(Recorded data)
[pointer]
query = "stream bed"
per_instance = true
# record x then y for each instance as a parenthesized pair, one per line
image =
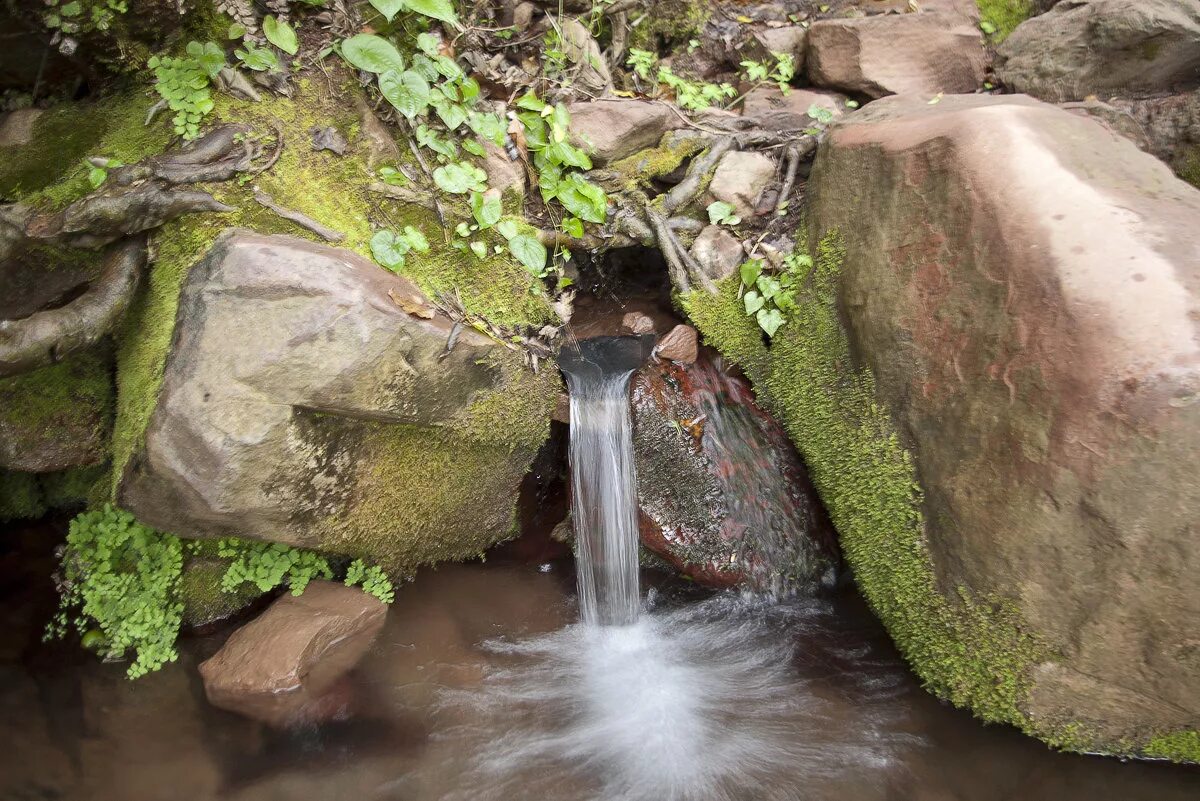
(484, 686)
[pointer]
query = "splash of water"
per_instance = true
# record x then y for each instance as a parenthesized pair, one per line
(604, 497)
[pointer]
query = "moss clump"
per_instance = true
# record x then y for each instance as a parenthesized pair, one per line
(49, 172)
(204, 601)
(671, 25)
(972, 651)
(21, 495)
(64, 409)
(1003, 16)
(1179, 747)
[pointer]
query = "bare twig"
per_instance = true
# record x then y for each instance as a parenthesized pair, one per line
(301, 220)
(47, 337)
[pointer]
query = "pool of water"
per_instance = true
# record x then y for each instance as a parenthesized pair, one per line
(483, 686)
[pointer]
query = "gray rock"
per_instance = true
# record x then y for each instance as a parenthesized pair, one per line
(613, 128)
(17, 127)
(309, 399)
(1025, 303)
(779, 112)
(1104, 47)
(741, 178)
(282, 668)
(718, 252)
(897, 54)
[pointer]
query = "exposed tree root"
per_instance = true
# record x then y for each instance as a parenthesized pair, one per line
(47, 337)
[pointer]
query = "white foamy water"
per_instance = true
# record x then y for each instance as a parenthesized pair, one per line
(604, 498)
(697, 704)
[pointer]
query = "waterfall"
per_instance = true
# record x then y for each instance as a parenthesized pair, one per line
(604, 486)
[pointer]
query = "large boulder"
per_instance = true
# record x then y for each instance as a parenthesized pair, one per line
(1008, 441)
(723, 494)
(1104, 47)
(894, 54)
(610, 130)
(310, 398)
(283, 667)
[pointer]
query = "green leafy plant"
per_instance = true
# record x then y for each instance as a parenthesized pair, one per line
(721, 214)
(184, 83)
(280, 34)
(372, 579)
(769, 296)
(390, 247)
(120, 582)
(268, 565)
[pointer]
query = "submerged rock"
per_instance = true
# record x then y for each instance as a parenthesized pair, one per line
(301, 403)
(723, 495)
(283, 667)
(1025, 306)
(1101, 47)
(895, 54)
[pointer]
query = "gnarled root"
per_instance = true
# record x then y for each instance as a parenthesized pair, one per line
(47, 337)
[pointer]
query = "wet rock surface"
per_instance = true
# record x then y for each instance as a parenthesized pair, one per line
(724, 497)
(1104, 47)
(297, 380)
(1026, 302)
(894, 54)
(285, 667)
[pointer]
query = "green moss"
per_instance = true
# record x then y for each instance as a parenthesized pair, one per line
(641, 168)
(204, 601)
(49, 172)
(71, 401)
(972, 651)
(1187, 164)
(1177, 746)
(21, 495)
(671, 25)
(1003, 16)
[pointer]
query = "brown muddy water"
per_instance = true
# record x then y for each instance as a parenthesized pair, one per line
(483, 686)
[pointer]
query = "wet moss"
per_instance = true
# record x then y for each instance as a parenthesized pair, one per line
(973, 651)
(204, 601)
(1177, 746)
(72, 398)
(1003, 16)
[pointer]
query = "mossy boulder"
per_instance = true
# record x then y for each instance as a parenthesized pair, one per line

WHAT THE EXERCISE ASKS :: Select each line of the items that contains the word "root", and copy those lines out in the order they appear.

THE RESULT ::
query = "exposed tree root"
query = "gnarled root"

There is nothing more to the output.